-- What you need to do --
Below, take the entries from the line containing "Check the following frame and tell me where the barometer" through the line containing "[333,56,345,97]" and rewrite them as a numbered list with no blank lines. Leave the pictures out.

-- Information supplied --
▶

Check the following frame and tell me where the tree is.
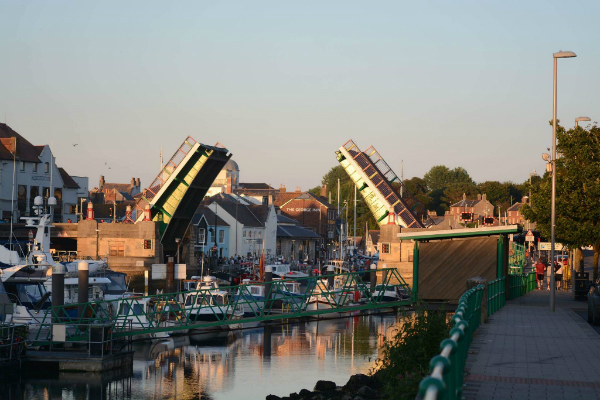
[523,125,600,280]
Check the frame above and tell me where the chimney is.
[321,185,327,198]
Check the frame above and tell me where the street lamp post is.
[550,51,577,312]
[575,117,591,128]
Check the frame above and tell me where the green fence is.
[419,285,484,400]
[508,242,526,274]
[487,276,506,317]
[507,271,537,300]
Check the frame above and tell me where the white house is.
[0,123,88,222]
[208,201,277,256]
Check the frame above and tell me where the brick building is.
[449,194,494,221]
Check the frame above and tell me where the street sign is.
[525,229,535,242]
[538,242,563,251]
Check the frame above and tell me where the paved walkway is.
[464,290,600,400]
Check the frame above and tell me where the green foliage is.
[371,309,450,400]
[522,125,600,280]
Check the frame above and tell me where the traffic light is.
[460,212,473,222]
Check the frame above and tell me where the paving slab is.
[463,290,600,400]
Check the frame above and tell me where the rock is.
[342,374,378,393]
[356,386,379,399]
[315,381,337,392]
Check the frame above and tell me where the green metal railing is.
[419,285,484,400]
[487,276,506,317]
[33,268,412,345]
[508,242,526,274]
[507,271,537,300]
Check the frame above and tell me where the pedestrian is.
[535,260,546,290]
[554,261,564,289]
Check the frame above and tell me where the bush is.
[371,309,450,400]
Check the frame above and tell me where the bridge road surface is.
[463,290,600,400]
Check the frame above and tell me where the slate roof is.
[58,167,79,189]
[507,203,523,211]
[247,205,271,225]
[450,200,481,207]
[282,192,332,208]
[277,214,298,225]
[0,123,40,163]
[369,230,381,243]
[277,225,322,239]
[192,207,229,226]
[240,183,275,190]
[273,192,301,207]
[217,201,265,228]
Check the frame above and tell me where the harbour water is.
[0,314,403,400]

◀
▶

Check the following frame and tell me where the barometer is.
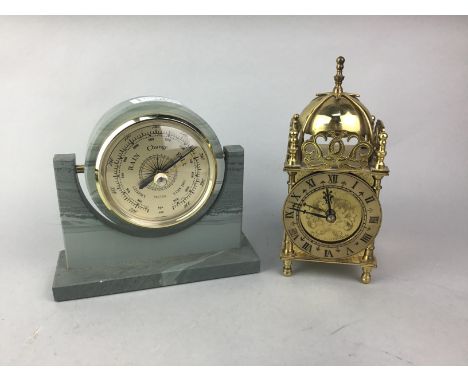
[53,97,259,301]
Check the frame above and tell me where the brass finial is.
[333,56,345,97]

◀

-- Written response --
1. Check the following frame and tell me where the barometer is.
2. [53,97,259,301]
3. Check the frame above and tell me where the brass finial is.
4. [333,56,345,97]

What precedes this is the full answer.